→ Problem: Stop after the line that contains "[tag] aluminum step"; until then, restate each line of the entries word for word from the very first.

______________________________

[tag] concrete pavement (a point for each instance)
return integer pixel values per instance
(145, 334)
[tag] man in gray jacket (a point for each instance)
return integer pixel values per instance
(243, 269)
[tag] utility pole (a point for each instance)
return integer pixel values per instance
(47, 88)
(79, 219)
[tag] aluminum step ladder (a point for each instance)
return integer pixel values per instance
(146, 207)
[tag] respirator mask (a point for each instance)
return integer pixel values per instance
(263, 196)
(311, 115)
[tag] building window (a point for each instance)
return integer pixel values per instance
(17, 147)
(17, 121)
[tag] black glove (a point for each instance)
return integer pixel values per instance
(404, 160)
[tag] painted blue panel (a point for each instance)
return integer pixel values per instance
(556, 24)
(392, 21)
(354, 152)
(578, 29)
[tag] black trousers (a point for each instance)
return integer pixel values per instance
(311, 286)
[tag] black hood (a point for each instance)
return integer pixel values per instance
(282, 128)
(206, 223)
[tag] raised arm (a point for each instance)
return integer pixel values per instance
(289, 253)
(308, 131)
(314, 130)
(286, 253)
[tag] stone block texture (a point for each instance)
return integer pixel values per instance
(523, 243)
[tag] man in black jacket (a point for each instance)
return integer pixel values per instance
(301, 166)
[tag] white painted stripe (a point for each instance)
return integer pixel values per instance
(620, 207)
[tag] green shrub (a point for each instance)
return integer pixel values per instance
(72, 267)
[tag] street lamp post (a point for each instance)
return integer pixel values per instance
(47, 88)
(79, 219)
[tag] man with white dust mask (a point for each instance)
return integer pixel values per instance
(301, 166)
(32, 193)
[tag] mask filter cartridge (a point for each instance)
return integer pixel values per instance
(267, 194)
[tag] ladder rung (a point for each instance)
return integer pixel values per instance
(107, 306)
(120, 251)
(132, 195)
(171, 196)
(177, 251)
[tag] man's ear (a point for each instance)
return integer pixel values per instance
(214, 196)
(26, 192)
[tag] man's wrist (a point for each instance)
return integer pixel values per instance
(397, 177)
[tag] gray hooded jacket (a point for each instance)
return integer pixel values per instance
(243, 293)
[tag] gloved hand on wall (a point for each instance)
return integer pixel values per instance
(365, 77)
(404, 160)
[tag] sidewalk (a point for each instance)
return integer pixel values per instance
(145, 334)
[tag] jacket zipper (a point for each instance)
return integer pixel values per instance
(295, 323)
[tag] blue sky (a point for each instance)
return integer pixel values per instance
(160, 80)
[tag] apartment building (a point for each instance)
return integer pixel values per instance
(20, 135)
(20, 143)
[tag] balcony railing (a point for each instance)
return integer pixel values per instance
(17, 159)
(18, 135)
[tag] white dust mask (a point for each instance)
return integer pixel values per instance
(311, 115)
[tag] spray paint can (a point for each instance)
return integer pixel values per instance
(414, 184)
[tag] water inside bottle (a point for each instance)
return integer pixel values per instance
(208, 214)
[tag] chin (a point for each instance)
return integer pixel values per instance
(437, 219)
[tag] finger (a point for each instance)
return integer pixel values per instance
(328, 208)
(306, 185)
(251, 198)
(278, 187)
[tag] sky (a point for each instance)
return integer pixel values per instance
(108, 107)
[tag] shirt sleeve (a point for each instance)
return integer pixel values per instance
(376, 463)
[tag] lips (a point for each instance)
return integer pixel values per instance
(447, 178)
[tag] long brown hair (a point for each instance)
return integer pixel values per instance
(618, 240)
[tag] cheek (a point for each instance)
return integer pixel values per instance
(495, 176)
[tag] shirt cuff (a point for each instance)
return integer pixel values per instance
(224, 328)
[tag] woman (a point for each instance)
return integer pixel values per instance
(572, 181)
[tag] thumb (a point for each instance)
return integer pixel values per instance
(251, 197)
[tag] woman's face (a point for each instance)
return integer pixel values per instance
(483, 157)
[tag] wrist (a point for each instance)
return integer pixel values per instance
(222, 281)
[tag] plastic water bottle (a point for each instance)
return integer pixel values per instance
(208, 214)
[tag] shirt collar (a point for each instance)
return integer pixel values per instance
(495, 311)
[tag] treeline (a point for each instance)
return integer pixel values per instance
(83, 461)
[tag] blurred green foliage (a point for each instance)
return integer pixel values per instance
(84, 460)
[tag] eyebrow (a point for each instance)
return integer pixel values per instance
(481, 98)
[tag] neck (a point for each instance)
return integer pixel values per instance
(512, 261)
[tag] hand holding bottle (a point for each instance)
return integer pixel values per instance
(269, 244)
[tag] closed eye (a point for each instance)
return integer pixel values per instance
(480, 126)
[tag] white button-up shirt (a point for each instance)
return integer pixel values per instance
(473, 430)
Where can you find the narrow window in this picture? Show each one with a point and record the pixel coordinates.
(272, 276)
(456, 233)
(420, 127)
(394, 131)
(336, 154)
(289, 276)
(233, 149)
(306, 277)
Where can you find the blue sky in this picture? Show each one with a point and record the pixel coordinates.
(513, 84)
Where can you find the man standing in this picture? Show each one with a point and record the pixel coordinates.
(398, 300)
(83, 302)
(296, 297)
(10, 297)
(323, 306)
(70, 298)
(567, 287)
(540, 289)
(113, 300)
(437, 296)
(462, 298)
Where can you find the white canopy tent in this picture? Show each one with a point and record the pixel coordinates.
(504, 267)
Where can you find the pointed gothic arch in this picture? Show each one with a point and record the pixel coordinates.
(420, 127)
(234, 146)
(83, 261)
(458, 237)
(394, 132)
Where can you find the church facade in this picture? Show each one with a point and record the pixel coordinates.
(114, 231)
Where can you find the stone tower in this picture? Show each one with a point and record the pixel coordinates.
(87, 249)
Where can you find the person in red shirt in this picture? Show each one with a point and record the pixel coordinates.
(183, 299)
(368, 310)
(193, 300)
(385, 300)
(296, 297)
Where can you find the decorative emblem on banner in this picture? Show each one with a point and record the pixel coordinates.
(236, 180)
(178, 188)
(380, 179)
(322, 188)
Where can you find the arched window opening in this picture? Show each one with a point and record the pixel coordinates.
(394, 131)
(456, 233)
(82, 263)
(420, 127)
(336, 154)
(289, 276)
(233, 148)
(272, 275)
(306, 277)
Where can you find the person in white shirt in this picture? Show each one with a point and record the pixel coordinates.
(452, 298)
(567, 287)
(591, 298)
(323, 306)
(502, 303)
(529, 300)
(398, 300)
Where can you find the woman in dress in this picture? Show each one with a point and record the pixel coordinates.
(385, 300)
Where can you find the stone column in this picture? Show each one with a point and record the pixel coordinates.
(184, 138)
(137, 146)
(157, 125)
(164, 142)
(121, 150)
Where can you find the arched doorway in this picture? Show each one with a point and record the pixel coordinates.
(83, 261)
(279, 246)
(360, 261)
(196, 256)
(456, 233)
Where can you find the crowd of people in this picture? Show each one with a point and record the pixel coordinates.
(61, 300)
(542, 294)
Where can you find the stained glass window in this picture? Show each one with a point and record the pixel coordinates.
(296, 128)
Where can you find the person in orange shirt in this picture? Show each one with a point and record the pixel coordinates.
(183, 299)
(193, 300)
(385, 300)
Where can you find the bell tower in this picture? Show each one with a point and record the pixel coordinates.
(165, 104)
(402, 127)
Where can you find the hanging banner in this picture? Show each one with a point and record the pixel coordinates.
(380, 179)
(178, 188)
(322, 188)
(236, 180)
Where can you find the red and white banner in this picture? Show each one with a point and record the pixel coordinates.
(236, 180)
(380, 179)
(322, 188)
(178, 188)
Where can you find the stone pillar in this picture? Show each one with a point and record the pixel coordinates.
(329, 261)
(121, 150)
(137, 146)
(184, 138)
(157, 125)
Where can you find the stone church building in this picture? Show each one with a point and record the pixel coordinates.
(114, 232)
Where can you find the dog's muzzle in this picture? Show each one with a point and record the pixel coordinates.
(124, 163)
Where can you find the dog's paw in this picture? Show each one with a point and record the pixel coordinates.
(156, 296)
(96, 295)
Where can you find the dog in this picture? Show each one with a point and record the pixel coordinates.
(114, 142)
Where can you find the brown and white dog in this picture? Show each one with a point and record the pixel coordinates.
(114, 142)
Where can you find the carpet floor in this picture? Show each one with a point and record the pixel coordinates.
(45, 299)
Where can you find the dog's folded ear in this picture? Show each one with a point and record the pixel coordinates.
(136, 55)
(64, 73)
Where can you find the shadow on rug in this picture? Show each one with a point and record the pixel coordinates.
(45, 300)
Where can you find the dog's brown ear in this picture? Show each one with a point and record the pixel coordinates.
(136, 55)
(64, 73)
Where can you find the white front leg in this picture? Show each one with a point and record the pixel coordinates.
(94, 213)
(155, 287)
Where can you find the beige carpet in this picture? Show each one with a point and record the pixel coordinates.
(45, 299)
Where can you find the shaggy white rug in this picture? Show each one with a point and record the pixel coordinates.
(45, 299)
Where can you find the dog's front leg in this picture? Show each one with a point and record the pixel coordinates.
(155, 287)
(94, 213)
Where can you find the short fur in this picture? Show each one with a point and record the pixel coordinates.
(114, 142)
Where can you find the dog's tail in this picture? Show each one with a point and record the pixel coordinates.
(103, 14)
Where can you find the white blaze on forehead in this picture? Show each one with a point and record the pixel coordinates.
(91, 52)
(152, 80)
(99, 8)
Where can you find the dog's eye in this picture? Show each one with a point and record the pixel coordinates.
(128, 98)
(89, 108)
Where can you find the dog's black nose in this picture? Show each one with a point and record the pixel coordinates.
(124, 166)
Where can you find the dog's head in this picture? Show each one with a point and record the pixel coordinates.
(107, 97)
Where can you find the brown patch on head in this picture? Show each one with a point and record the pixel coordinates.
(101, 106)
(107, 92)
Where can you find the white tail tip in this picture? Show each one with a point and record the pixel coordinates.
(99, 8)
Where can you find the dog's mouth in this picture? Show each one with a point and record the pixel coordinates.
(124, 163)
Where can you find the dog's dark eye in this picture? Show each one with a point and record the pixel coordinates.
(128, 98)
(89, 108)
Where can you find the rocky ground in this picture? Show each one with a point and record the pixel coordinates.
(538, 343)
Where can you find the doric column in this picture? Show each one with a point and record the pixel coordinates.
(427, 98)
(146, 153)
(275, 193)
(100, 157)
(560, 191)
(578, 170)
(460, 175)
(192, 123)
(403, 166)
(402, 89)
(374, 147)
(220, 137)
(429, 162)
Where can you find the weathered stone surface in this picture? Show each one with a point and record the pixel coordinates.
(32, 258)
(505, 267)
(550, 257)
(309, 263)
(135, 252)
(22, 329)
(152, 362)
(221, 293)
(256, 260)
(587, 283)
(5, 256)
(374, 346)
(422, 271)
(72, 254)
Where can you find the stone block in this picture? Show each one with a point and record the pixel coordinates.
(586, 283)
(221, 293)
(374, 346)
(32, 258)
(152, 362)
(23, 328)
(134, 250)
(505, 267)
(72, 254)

______________________________

→ Task answer:
[tag] concrete pavement (a point for each instance)
return integer pixel values per instance
(145, 334)
[tag] man in gray jacket (a point for each instance)
return integer pixel values per instance
(243, 269)
[tag] utility pole (a point for each instance)
return integer pixel values per instance
(47, 88)
(79, 219)
[tag] aluminum step ladder (a point for each instance)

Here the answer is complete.